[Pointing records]
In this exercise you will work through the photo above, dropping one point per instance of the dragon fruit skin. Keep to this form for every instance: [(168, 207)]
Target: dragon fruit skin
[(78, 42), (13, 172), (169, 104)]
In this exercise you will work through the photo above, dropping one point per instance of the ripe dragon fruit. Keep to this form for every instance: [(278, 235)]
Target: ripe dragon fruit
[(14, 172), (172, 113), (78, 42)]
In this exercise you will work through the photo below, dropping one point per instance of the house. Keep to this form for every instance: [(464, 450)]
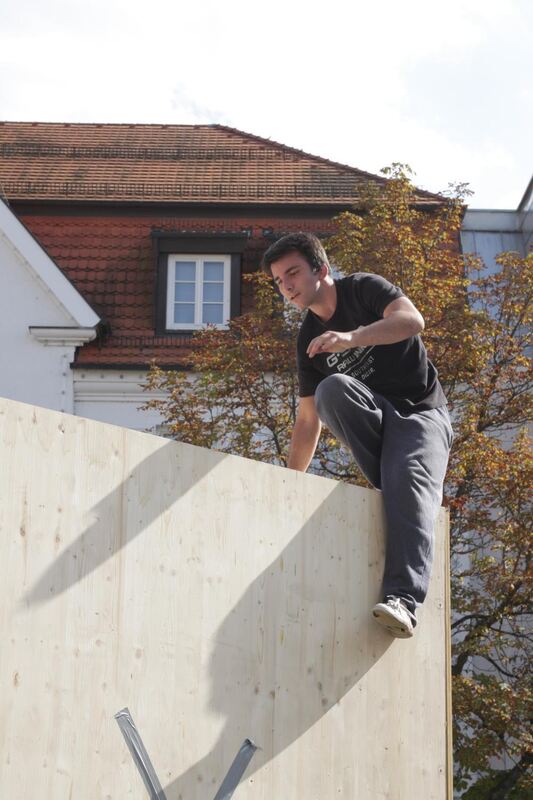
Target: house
[(489, 232), (151, 228)]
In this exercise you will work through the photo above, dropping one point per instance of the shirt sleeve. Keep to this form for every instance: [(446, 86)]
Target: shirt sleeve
[(375, 293), (308, 376)]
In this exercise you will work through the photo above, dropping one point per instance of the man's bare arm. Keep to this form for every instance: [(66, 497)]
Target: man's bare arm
[(401, 320), (305, 435)]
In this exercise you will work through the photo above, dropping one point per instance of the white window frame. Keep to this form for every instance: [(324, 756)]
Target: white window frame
[(199, 259)]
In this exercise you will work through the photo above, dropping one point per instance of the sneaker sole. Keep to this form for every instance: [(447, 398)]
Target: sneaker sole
[(396, 628)]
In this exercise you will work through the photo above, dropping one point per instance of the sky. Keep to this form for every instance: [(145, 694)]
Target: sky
[(446, 87)]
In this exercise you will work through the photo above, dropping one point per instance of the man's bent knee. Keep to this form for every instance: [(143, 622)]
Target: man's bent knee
[(329, 392)]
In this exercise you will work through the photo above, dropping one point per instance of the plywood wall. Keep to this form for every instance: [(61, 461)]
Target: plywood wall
[(216, 597)]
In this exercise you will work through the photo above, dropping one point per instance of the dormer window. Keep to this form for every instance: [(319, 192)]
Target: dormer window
[(198, 280), (198, 291)]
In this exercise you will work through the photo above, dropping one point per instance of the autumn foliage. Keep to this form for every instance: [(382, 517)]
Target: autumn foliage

• GOAL:
Copy all of the rows above word for word, leaving out the pictures.

• ANSWER TO THIS PROBLEM:
In this exercise you will work through the photo above, dropping one point per instance of the dragon fruit skin. Keep to this form for every instance: [(168, 207)]
Target: dragon fruit skin
[(78, 42), (13, 172), (169, 104)]
In this exercise you will work through the photo above, dropping one point per instance of the ripe dragon fruit. Keep to this form for every instance: [(278, 235)]
Target: ripe dragon fruit
[(14, 172), (172, 113), (78, 42)]
In this exercise you will work through the photo below, dropping one point per instance of the house. Keep to this form for every instance: [(464, 450)]
Target: house
[(489, 232), (151, 228)]
In this exercise you will work through the photo above, dropping one point per instance of the shirt sleeve. Keep to this form for every instance: [(446, 86)]
Target: shirt sleeve
[(375, 293), (308, 376)]
In this exercise you will work through the photo above, dropping one point per instance of the man's bare arm. Keep to this form for every instance: [(66, 497)]
Target: man's bare arm
[(401, 320), (305, 435)]
In this exercise you will work through the photo above, dropping one point per instance of the white window frame. Keep to this form for every instance: [(324, 756)]
Target: white window frame
[(199, 259)]
In this exercise you will work through the photo above, dropping one point per instance of the sneaker sole. Keep to this form for every instance: [(447, 398)]
Target: sneaker sole
[(396, 628)]
In this exercise you will work through the photo above, dropping one point per instance of the sky. Keep to this form for every instance: [(145, 694)]
Target: sky
[(446, 87)]
In this exercise you will work through the photo above, dropping one point per instance of the man's bent knee. Keep to this form for every instance: [(143, 622)]
Target: man's bent knee
[(329, 392)]
In this exercise you will work through the photo above, dropping one point per instance of the plywood wall. Keep to this form for every instance: [(61, 461)]
Target: plywood wall
[(216, 597)]
In this exercise you will work through the photo above, dropping one point per instance of the dormer window. Keep to this form for every instance: [(319, 192)]
Target: dormer window
[(198, 280), (198, 291)]
In this exercise you will work through the photo above, dropping one point per instance of the autumn foliage. Keep to this form for every instance: [(382, 517)]
Target: autumn foliage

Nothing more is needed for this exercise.